Activity
Continue the article about the Democrats' antitrust push ahead of the midterm elections, starting after its final paragraph.

Exercise text
As politicians look towards the crucial midterm elections in November, the window to pass legislation into law is closing quickly. Republicans appear poised to take at least one chamber of Congress and Democrats have a tight timeline to get legislation passed before that presumably happens. Internal disagreement among Democrats have created setbacks for some progressive policies. Unfortunately, empowering federal agencies through radical antitrust overhaul is still on the table, but Democrats would need Republican support. Providing any assistance would be an enormous mistake for conservatives.
There have been several high profile splits between Democrats in Congress and the administration. Most recently, Democrats expressed concerns over the Biden administration's immigration policies and the lifting of Title 42. There have been several nominees that have failed to make it through the confirmation process, including Neera Tanden and David Weil. It is also hard to forget the amorphous and ever changing Build Back Better bill that appears to be on life support after failing to garner unified support from Democrats.
As Democrats look to pass something before the midterm elections, a radical antitrust overhaul appears to be a contender — specifically, the American Innovation and Choice Online Act (AICO/S. 2992) and the Open Apps Market Act (OAMA/S. 2710). While both bills have attracted some Republican support, they both would represent a major win for the progressive left.
AICO would make a number of common business practices an antitrust violation for a selection of large American technology companies. For example, this legislation would prevent integrations of service, like Google Maps appearing in searches and Amazon offering two-day shipping with a Prime membership. Both AICO and OAMA also include interoperability mandates that could threaten consumers’ privacy and security.
Senator Amy Klobuchar (D-MN), who introduced AICO, is reportedly whipping votes for the legislation and attempting to rally support. President Biden’s Department of Justice (DOJ) offered a somewhat lukewarm endorsement, stating they strongly support “the principles and goals animating the legislation.” U.S. Commerce Secretary Gina Raimondo initially faced backlash from progressives for accurately stating the European Union’s Digital Markets Act and Digital Services Act would disproportionately harm American businesses but has recently stated she agrees with the DOJ’s endorsement of AICO.

Excerpted records
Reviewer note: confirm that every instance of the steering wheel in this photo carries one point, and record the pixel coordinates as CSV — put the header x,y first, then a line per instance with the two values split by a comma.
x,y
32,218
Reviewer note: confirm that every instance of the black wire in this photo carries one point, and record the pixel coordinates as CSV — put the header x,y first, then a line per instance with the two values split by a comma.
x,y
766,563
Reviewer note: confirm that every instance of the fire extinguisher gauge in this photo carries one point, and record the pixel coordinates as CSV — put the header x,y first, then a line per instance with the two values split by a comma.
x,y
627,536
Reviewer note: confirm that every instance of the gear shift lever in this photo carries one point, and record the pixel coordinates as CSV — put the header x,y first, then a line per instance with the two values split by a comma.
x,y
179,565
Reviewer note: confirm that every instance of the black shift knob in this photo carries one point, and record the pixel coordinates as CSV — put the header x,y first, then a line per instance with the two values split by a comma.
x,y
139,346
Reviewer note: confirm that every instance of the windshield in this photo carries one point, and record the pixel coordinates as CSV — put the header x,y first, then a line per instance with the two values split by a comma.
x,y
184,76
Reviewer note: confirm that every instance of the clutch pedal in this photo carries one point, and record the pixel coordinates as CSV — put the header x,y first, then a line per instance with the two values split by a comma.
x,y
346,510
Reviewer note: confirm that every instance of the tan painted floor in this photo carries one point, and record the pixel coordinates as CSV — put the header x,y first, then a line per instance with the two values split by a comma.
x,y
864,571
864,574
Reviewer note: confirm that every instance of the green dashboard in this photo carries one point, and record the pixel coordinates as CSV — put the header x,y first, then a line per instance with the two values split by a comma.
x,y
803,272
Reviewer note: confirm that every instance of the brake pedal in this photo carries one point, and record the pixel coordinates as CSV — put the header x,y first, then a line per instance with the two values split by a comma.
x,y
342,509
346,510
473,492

Answer to the exercise
It’s not terribly surprising that progressives would support a radical expansion of government, but why are some Republicans going along with it? Conservatives have called on social media platforms to adopt more free speech principles, but AICO wouldn’t lead to more conservative speech online or greater protections for users. It’s also not a goal shared by the backers of this bill.
The Biden administration announced that the Department of Homeland Security (DHS) would launch a Disinformation Governance Board. This effort faced immediate Republican blowback with Representative Cathy McMorris Rodgers (R-WA) stating this puts “the free speech rights of Americans at risk.” House Oversight Republicans also previously criticized the Biden administration for “taking affirmative steps to moderate and censor Americans’ speech” about COVID-19. Senator Klobuchar has introduced legislation that would allow the Secretary of Health and Human Services to define “health misinformation.”
There was also a stark contrast in reception to the news that Elon Musk would be making a bid to purchase Twitter. Conservatives appeared largely encouraged that Musk would adopt less stringent content moderation policies and make the platform more friendly to conservative users. Meanwhile, Senator Elizabeth Warren (D-MA) said this deal “is dangerous for our democracy” and called for a wealth tax.
These antitrust bills would drastically expand the reach of the federal government into the tech sector, and Republicans have every reason to be skeptical of progressive’s motivation for doing this. Targeted reforms should be considered, but a radical antitrust overhaul is anything but. Conservatives are already looking at alternative options with the Big Tech Task Force in the House. Empowering the federal government with aggressive antitrust legislation would likely worsen the situation for conservatives.